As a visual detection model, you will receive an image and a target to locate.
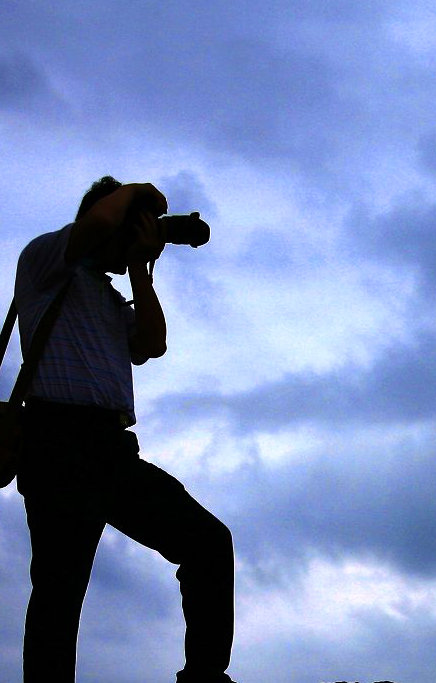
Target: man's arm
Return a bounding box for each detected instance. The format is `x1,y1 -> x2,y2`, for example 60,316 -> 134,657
129,263 -> 167,365
126,212 -> 167,365
65,183 -> 168,264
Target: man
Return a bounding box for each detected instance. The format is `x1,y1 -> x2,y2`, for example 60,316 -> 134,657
15,176 -> 237,683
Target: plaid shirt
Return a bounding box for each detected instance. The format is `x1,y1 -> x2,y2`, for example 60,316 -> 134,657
15,225 -> 135,424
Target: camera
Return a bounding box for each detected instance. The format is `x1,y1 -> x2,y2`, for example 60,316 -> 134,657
157,211 -> 210,248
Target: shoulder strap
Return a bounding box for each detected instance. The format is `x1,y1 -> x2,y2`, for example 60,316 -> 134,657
5,275 -> 74,410
0,299 -> 17,372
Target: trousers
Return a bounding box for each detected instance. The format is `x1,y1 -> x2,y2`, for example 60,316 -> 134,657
17,401 -> 234,683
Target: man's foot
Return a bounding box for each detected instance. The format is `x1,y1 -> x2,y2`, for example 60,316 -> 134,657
176,671 -> 236,683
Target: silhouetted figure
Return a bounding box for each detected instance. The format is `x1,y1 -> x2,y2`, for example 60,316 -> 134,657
15,177 -> 238,683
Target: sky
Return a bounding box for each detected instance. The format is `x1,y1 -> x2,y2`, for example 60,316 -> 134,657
0,0 -> 436,683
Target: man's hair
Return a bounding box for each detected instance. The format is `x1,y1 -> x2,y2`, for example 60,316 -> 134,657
76,175 -> 122,221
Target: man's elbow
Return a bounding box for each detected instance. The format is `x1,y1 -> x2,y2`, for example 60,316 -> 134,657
130,343 -> 167,365
147,342 -> 167,358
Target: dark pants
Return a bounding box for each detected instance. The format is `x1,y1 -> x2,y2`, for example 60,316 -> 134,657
18,402 -> 233,683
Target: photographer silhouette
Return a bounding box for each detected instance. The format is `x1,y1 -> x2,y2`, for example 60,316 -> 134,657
15,176 -> 237,683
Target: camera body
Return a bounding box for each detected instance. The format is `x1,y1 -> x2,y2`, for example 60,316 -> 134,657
157,211 -> 210,248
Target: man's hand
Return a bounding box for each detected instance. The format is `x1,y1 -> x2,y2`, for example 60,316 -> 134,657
126,211 -> 165,267
65,183 -> 168,263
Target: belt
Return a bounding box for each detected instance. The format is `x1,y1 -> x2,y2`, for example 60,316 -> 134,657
24,396 -> 132,429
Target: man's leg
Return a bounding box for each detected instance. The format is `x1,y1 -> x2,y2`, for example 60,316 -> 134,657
107,452 -> 234,683
23,499 -> 104,683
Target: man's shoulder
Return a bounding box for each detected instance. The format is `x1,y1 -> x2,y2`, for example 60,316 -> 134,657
19,223 -> 72,260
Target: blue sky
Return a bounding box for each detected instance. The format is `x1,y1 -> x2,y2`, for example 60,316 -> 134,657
0,0 -> 436,683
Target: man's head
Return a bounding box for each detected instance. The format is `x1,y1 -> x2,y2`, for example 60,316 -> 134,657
76,175 -> 122,221
75,176 -> 133,275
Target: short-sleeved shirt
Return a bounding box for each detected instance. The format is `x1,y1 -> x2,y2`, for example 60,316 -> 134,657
15,224 -> 135,424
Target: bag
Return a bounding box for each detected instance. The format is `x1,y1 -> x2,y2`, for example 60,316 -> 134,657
0,401 -> 22,488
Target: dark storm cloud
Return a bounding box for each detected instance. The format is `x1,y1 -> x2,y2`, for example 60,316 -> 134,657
148,336 -> 436,434
347,194 -> 436,292
3,2 -> 403,184
0,52 -> 68,116
223,432 -> 436,584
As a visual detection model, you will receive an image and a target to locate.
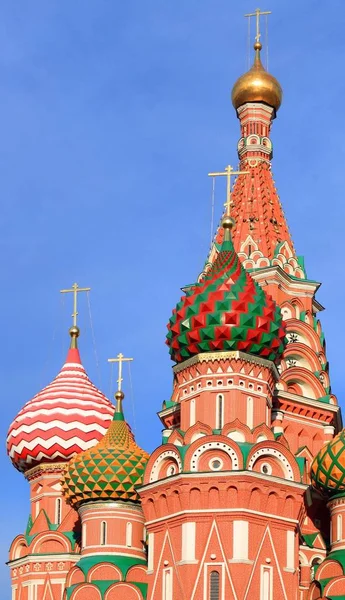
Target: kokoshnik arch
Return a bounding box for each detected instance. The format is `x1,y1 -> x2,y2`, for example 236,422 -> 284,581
7,10 -> 345,600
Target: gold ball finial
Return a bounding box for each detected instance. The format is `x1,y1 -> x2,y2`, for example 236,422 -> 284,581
222,215 -> 236,231
69,325 -> 80,348
115,390 -> 125,402
231,42 -> 283,111
69,325 -> 80,338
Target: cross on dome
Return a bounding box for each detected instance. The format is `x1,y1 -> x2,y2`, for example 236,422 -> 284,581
108,352 -> 134,392
208,165 -> 249,217
60,283 -> 91,327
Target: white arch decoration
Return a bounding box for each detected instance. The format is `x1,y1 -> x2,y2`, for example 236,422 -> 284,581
150,450 -> 182,483
248,446 -> 294,481
190,442 -> 239,471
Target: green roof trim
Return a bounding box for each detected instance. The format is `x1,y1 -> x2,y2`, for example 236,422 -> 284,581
302,533 -> 319,548
75,554 -> 147,579
295,456 -> 305,476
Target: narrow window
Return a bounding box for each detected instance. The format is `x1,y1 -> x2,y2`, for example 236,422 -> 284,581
126,523 -> 132,548
55,498 -> 61,525
163,569 -> 173,600
260,566 -> 273,600
189,399 -> 195,426
216,394 -> 224,429
101,521 -> 107,546
81,523 -> 86,548
147,533 -> 155,571
232,521 -> 249,560
286,531 -> 295,570
337,515 -> 343,542
247,397 -> 254,429
181,521 -> 196,561
210,571 -> 219,600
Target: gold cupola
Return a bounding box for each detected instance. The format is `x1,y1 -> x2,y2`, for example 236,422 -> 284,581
231,42 -> 283,111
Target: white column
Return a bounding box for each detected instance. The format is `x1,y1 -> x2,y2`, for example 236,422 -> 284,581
147,533 -> 155,571
232,521 -> 249,560
247,396 -> 254,429
286,531 -> 295,570
189,398 -> 195,427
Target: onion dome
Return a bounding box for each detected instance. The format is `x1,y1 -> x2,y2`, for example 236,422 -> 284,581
62,391 -> 149,508
167,217 -> 285,362
311,429 -> 345,495
231,42 -> 283,110
7,327 -> 114,472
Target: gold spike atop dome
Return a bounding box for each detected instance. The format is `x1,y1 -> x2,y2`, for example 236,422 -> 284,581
231,41 -> 283,111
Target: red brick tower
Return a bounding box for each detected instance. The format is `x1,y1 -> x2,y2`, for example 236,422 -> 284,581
140,35 -> 341,600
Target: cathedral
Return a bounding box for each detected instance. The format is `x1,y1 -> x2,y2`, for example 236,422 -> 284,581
7,11 -> 345,600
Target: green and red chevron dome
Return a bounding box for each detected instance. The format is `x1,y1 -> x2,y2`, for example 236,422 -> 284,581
166,240 -> 285,363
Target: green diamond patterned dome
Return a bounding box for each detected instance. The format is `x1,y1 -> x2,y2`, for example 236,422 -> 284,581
62,400 -> 148,507
167,232 -> 285,362
311,429 -> 345,494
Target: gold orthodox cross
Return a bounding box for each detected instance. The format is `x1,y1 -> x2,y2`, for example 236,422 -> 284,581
208,165 -> 249,216
244,8 -> 272,42
108,352 -> 133,392
60,283 -> 91,327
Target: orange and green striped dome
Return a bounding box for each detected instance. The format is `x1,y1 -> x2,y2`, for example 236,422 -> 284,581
62,392 -> 149,507
167,232 -> 285,362
311,429 -> 345,495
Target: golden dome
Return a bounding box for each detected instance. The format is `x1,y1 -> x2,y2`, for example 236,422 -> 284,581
231,42 -> 283,110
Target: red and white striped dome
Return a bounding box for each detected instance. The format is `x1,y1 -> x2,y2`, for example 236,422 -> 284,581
7,339 -> 114,472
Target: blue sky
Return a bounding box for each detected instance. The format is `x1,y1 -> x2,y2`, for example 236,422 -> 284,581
0,0 -> 345,600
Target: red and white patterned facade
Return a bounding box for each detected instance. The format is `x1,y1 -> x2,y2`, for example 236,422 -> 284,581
7,348 -> 114,472
8,29 -> 345,600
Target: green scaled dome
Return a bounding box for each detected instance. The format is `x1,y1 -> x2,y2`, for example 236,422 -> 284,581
62,392 -> 149,508
167,232 -> 285,363
311,429 -> 345,495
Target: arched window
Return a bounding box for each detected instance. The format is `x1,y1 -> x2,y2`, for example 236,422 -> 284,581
126,522 -> 132,548
210,571 -> 220,600
55,498 -> 61,525
101,521 -> 107,546
216,394 -> 224,429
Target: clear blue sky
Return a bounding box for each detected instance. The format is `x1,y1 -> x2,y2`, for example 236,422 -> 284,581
0,0 -> 345,600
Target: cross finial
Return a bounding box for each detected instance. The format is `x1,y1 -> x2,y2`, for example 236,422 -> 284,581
60,283 -> 91,327
208,165 -> 249,217
108,352 -> 133,392
244,8 -> 272,43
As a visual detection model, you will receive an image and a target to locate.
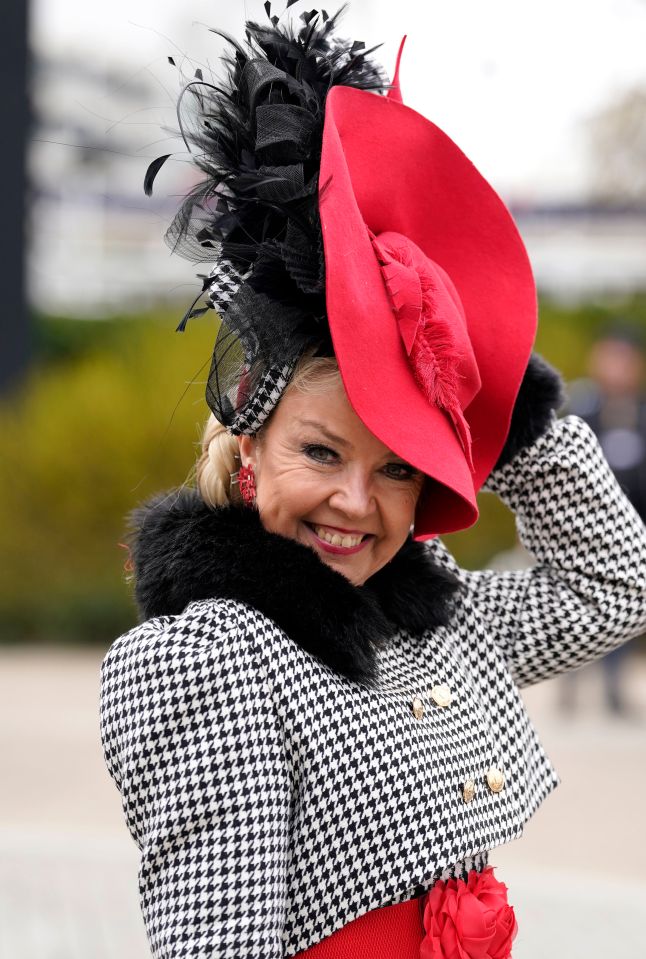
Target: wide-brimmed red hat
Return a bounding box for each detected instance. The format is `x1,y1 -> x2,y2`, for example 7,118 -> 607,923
319,76 -> 537,539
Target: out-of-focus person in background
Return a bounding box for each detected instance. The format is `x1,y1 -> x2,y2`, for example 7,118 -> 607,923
560,322 -> 646,716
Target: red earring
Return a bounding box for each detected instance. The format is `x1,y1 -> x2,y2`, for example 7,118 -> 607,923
238,466 -> 256,506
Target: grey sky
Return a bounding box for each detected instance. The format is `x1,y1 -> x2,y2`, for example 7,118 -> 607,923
32,0 -> 646,200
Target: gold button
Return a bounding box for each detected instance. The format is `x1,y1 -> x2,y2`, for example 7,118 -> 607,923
431,683 -> 451,708
413,696 -> 424,719
487,766 -> 505,793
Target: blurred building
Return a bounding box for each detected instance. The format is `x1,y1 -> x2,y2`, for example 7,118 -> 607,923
28,56 -> 196,316
28,52 -> 646,316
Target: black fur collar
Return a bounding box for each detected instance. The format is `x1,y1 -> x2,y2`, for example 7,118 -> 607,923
132,489 -> 458,682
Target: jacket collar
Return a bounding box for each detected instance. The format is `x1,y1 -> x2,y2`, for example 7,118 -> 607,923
132,489 -> 458,682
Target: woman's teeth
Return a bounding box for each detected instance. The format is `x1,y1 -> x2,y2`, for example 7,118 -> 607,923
314,526 -> 364,549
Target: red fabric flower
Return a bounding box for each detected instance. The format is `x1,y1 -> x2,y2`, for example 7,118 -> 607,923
419,866 -> 518,959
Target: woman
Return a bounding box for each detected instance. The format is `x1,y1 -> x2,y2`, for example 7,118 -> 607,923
102,11 -> 646,959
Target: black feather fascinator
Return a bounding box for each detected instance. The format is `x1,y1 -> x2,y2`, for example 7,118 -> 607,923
144,0 -> 389,434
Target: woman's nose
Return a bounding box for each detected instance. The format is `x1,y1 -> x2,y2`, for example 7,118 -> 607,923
330,472 -> 376,518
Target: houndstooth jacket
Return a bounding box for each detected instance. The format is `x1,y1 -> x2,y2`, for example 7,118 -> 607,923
101,417 -> 646,959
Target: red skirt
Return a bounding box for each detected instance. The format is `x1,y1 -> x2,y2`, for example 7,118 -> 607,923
295,866 -> 518,959
294,896 -> 425,959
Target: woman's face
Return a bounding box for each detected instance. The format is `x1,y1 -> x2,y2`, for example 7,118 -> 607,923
240,379 -> 424,586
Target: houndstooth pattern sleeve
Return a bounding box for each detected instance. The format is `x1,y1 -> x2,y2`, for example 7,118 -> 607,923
436,416 -> 646,686
101,603 -> 291,959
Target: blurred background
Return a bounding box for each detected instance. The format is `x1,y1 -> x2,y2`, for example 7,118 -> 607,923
0,0 -> 646,959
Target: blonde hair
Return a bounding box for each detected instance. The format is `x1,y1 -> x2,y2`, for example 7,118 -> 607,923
195,353 -> 341,506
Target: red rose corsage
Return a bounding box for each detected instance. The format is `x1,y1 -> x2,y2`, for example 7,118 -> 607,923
419,866 -> 518,959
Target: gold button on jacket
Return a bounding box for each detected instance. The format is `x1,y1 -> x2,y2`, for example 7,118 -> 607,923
487,766 -> 505,793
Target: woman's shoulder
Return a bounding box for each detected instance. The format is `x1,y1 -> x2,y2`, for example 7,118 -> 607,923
101,599 -> 282,690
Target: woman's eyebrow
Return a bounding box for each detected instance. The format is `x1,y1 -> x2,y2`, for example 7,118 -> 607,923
300,420 -> 352,449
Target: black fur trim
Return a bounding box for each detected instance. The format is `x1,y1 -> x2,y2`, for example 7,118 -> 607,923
495,353 -> 565,469
132,489 -> 458,682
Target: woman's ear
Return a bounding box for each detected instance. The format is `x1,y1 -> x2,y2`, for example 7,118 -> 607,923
238,434 -> 258,466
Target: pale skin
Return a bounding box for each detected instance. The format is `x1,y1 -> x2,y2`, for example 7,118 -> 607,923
239,379 -> 424,586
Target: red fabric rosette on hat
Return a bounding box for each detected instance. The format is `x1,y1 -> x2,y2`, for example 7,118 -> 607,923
419,866 -> 518,959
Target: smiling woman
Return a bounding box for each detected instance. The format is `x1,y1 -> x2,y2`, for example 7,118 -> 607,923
240,361 -> 423,586
101,3 -> 646,959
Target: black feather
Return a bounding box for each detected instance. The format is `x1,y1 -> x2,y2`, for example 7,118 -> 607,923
144,153 -> 172,196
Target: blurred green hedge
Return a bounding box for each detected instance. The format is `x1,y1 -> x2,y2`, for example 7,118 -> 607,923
0,298 -> 646,643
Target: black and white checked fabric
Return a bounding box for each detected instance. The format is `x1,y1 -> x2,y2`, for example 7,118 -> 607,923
228,364 -> 296,436
101,418 -> 646,959
207,257 -> 249,316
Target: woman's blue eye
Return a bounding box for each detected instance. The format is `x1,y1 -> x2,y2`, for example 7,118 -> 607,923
303,443 -> 337,463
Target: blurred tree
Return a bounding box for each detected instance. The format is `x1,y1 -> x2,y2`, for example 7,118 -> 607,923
0,0 -> 29,391
589,87 -> 646,206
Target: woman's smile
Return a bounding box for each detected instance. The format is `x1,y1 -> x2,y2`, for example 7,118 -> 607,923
240,376 -> 424,586
303,521 -> 374,556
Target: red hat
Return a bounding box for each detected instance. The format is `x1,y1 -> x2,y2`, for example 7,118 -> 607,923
319,80 -> 537,539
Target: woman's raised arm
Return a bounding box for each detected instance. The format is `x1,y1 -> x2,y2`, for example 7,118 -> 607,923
431,416 -> 646,686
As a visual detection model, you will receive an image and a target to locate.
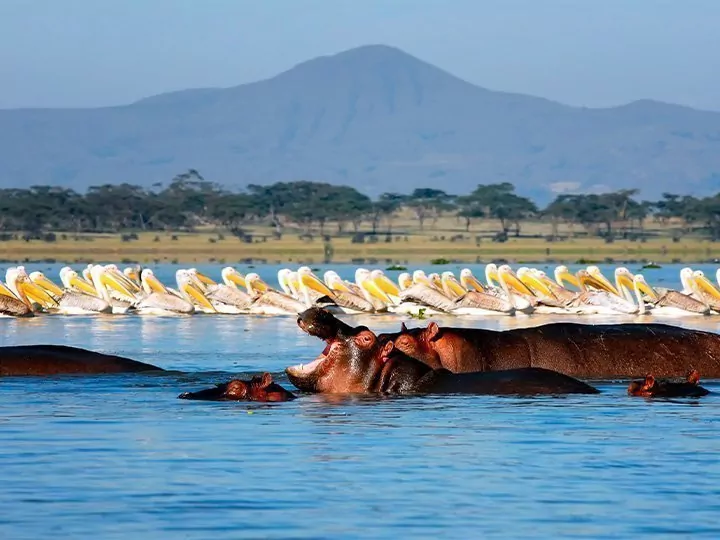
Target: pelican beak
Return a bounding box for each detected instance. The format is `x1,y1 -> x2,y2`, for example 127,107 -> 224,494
146,274 -> 167,293
442,276 -> 467,296
371,274 -> 400,297
498,270 -> 535,296
519,272 -> 553,296
33,276 -> 63,298
690,276 -> 720,300
0,281 -> 17,299
300,274 -> 333,298
182,283 -> 217,313
328,280 -> 350,292
16,279 -> 58,307
636,276 -> 658,301
588,267 -> 620,296
195,270 -> 217,285
616,274 -> 636,298
227,272 -> 247,289
68,276 -> 97,296
460,276 -> 485,292
557,270 -> 582,289
360,278 -> 393,304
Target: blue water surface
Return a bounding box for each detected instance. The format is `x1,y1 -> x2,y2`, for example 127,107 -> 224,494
0,265 -> 720,539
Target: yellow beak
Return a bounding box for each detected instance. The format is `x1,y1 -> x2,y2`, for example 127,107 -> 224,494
690,276 -> 720,300
360,278 -> 393,304
373,274 -> 400,296
16,279 -> 58,307
557,271 -> 581,289
442,276 -> 467,296
227,272 -> 247,289
460,276 -> 485,292
33,276 -> 63,297
519,273 -> 553,296
68,276 -> 97,296
300,274 -> 333,298
636,276 -> 658,301
182,283 -> 217,313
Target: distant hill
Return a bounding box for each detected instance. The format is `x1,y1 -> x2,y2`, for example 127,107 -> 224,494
0,45 -> 720,201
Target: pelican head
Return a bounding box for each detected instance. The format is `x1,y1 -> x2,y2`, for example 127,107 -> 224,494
298,266 -> 333,298
554,264 -> 582,289
175,269 -> 217,313
587,266 -> 620,296
221,266 -> 246,288
690,270 -> 720,300
370,269 -> 400,298
398,272 -> 412,291
30,272 -> 63,298
460,268 -> 485,292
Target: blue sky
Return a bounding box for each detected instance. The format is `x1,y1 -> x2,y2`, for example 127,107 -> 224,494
0,0 -> 720,110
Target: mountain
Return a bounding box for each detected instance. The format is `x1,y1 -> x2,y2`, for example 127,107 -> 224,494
0,45 -> 720,201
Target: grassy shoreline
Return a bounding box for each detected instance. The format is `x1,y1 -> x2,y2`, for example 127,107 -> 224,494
0,231 -> 720,264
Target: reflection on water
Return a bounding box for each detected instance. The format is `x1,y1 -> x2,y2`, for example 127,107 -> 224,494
0,268 -> 720,539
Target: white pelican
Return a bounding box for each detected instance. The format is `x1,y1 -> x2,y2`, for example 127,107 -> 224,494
30,268 -> 112,315
131,268 -> 195,315
0,273 -> 34,317
245,272 -> 307,315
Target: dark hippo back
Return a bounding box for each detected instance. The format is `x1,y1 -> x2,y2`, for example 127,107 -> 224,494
0,345 -> 163,376
509,323 -> 720,379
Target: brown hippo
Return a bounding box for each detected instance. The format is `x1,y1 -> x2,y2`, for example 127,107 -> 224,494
0,345 -> 163,376
628,369 -> 710,397
178,373 -> 295,401
285,308 -> 598,395
379,322 -> 720,379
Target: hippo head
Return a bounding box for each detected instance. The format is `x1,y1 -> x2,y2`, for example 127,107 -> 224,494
628,369 -> 710,397
285,308 -> 393,393
378,321 -> 443,369
178,373 -> 295,401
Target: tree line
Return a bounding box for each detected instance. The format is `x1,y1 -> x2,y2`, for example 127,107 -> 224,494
0,170 -> 720,241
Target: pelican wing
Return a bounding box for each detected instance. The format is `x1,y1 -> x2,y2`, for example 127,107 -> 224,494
0,294 -> 33,317
455,291 -> 515,313
207,285 -> 253,309
137,292 -> 195,313
400,283 -> 456,313
656,289 -> 717,313
58,291 -> 112,313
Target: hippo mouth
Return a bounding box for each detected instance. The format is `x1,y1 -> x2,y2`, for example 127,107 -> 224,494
285,339 -> 334,380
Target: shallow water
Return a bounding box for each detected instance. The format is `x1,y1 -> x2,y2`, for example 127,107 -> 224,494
0,265 -> 720,539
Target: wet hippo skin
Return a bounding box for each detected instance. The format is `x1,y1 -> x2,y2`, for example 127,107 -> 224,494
379,322 -> 720,379
0,345 -> 163,376
286,308 -> 598,395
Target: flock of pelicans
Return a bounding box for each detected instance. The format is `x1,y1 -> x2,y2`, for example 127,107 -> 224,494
0,263 -> 720,317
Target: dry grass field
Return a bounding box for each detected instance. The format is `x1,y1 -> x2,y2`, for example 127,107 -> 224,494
0,215 -> 720,264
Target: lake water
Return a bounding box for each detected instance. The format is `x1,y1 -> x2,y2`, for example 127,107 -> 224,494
0,264 -> 720,540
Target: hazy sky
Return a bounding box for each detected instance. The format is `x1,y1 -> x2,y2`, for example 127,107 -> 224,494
0,0 -> 720,110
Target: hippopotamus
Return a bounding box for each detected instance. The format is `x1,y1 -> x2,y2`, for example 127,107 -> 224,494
628,369 -> 710,397
378,322 -> 720,379
0,345 -> 164,376
285,307 -> 598,395
178,373 -> 295,401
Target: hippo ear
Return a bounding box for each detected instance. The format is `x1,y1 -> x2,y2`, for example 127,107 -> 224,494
380,341 -> 395,362
425,321 -> 440,341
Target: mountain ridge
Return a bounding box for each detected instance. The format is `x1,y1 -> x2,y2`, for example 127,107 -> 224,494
0,44 -> 720,200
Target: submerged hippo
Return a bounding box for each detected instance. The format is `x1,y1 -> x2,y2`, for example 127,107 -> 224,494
0,345 -> 163,376
628,369 -> 710,397
285,308 -> 598,395
379,322 -> 720,379
178,373 -> 295,401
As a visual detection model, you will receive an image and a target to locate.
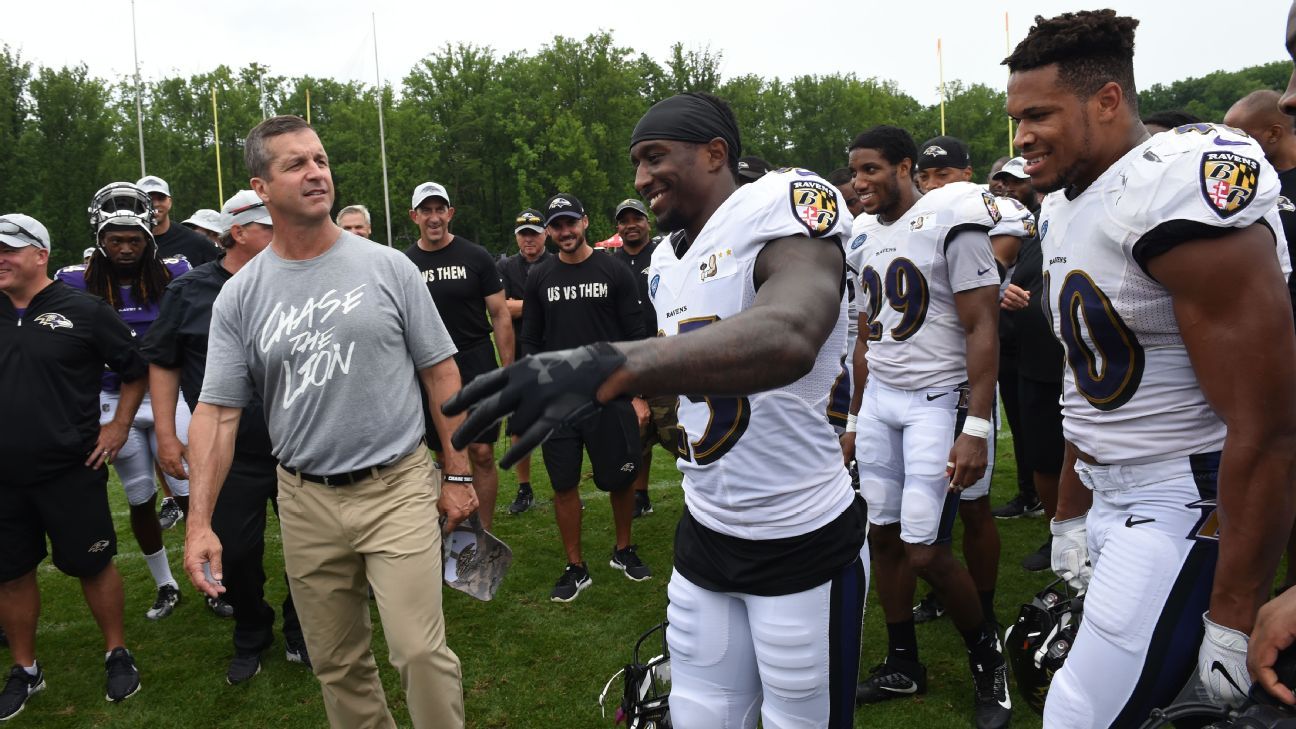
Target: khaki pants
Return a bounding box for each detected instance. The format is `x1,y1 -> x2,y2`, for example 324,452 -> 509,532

============

**Exercise requirements**
Please rewrite the records as a numbered list, from the line containing "Target: cross finial" down through the line containing "32,0 -> 646,200", with both of those lines included and blank lines skipped. Leave the pictures out of the list.

**Reply to the task**
1. Target: cross finial
2. Return a bounding box for each detected instance. The format is `x1,y1 -> x2,y2`, for example 236,422 -> 284,581
3. 60,283 -> 91,327
4. 208,165 -> 249,217
5. 108,352 -> 133,392
6. 244,8 -> 272,43
7. As a visual detection model, you will receive an image and a target to locate.
8. Target: wide-brimmed red hat
9. Return a bounding box for each detected instance. The format is `x1,y1 -> x2,y2`, for example 7,118 -> 607,923
10. 319,76 -> 537,539
11. Target: out-of-focus person in background
12. Return a bounding box for each detected instance. The format is `x1,y1 -> x2,y2`, for example 7,118 -> 607,923
13. 560,322 -> 646,716
14. Target: red earring
15. Return a bounding box for each detected instance. The format is `x1,y1 -> x2,y2`, for example 7,118 -> 607,923
16. 238,466 -> 256,506
17. Target: grey sky
18. Return a bounding box for each detected instance. The format is `x1,y1 -> x2,y2`, for example 7,118 -> 607,923
19. 32,0 -> 646,200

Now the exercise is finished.